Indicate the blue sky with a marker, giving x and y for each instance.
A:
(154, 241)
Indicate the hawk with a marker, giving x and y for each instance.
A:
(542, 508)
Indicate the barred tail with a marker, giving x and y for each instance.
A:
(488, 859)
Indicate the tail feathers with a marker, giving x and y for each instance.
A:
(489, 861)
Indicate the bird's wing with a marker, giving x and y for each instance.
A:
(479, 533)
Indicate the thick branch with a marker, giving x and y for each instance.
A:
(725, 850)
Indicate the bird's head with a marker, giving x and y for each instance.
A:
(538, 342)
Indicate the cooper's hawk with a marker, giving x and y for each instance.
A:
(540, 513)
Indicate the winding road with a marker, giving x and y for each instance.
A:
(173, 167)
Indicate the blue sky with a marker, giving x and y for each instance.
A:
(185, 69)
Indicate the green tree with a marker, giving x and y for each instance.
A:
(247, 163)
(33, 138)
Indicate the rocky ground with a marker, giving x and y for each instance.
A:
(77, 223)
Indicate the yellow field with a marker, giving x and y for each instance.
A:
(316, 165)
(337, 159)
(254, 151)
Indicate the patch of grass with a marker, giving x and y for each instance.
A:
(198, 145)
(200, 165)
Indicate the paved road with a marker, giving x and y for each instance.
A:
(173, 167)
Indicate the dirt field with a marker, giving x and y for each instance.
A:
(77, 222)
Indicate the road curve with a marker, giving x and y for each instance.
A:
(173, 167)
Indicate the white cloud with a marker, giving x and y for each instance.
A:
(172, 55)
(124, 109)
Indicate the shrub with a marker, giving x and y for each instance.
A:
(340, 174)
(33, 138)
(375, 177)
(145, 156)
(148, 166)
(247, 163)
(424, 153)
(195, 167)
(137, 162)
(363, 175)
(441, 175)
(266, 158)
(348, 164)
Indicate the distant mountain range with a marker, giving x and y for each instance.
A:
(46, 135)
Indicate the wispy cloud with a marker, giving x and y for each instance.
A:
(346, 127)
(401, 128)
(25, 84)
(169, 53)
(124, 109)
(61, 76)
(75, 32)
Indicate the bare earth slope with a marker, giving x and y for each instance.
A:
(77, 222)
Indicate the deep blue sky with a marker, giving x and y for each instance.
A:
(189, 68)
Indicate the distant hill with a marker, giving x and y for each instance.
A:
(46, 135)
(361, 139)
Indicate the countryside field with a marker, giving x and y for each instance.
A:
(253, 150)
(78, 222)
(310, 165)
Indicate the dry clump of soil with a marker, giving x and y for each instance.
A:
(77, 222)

**********

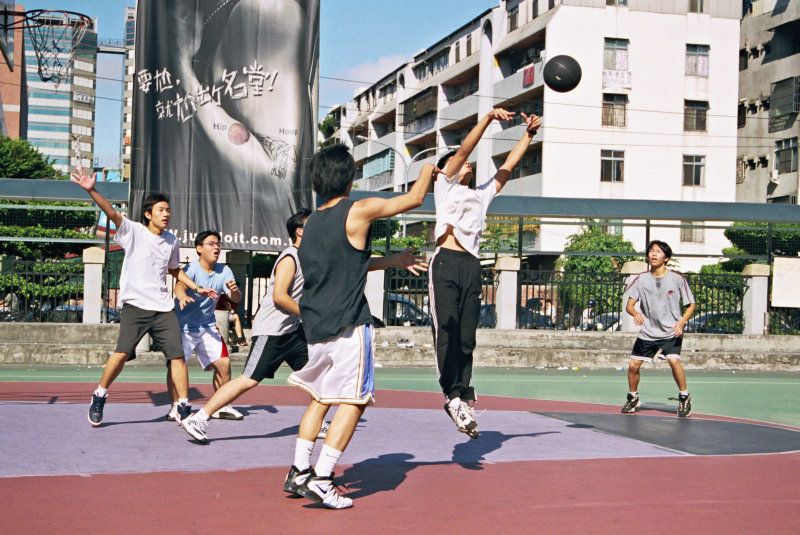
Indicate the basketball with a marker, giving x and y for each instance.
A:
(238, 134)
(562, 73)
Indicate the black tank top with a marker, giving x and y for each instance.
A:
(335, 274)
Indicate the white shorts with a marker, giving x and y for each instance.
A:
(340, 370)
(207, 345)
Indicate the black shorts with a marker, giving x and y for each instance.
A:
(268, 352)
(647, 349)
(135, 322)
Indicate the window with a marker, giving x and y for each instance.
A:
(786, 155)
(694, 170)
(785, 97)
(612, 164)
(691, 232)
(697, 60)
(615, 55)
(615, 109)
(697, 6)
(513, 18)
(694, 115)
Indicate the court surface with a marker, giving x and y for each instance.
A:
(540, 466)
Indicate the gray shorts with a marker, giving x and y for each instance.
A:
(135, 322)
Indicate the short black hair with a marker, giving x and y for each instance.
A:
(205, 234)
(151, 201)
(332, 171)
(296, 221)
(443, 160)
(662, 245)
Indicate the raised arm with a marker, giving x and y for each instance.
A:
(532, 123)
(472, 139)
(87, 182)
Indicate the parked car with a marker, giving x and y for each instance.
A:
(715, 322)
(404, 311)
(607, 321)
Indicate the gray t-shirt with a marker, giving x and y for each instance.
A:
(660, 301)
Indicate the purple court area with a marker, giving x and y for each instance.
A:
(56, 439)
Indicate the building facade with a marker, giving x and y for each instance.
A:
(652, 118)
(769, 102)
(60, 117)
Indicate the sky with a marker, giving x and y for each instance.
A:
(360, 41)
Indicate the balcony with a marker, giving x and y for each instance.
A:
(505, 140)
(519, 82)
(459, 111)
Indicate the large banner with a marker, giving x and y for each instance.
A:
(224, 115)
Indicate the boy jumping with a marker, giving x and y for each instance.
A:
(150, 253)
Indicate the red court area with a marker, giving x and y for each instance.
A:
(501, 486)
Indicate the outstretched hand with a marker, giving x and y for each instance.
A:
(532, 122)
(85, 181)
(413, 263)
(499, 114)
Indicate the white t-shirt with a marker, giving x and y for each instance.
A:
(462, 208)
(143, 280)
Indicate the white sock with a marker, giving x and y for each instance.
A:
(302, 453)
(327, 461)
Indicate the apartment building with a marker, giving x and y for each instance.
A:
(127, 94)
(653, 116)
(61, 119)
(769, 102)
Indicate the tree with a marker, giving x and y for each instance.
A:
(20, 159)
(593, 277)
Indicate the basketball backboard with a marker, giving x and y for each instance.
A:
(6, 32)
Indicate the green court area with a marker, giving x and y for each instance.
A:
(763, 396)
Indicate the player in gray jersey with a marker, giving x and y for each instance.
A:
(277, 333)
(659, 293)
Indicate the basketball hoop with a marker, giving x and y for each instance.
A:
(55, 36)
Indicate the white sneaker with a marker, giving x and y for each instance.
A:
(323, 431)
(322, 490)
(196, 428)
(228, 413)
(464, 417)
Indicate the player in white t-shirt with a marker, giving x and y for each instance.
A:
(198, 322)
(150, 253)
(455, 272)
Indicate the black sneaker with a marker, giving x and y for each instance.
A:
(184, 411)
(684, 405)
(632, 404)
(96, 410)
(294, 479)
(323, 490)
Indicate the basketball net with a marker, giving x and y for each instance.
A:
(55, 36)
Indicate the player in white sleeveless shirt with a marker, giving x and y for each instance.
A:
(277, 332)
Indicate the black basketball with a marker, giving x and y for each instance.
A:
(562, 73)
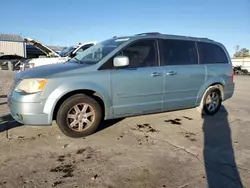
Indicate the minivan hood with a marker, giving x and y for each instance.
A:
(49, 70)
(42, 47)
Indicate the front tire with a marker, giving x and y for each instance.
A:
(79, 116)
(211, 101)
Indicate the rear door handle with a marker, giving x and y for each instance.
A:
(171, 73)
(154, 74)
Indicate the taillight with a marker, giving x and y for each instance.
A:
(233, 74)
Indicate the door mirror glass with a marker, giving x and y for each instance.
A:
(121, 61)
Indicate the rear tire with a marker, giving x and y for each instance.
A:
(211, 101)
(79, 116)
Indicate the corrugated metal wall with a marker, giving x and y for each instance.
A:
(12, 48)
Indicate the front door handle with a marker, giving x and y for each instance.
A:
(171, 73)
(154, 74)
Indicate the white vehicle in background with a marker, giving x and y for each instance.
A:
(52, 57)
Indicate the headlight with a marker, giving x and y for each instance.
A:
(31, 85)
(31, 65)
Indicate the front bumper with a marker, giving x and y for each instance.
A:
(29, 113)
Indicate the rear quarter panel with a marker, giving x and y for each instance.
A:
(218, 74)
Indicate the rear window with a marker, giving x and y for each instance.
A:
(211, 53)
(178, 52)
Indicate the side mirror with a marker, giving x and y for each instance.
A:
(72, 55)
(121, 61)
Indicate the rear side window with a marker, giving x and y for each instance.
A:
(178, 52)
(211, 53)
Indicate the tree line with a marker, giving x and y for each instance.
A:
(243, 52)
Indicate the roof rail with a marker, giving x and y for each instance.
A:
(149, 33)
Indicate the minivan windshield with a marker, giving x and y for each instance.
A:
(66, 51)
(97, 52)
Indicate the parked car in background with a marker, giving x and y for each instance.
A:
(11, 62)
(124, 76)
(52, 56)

**********

▶ [Activity]: Tell how many lines of the data above hold the string "area". The number alone is the answer.

▶ [Answer to this exercise]: 3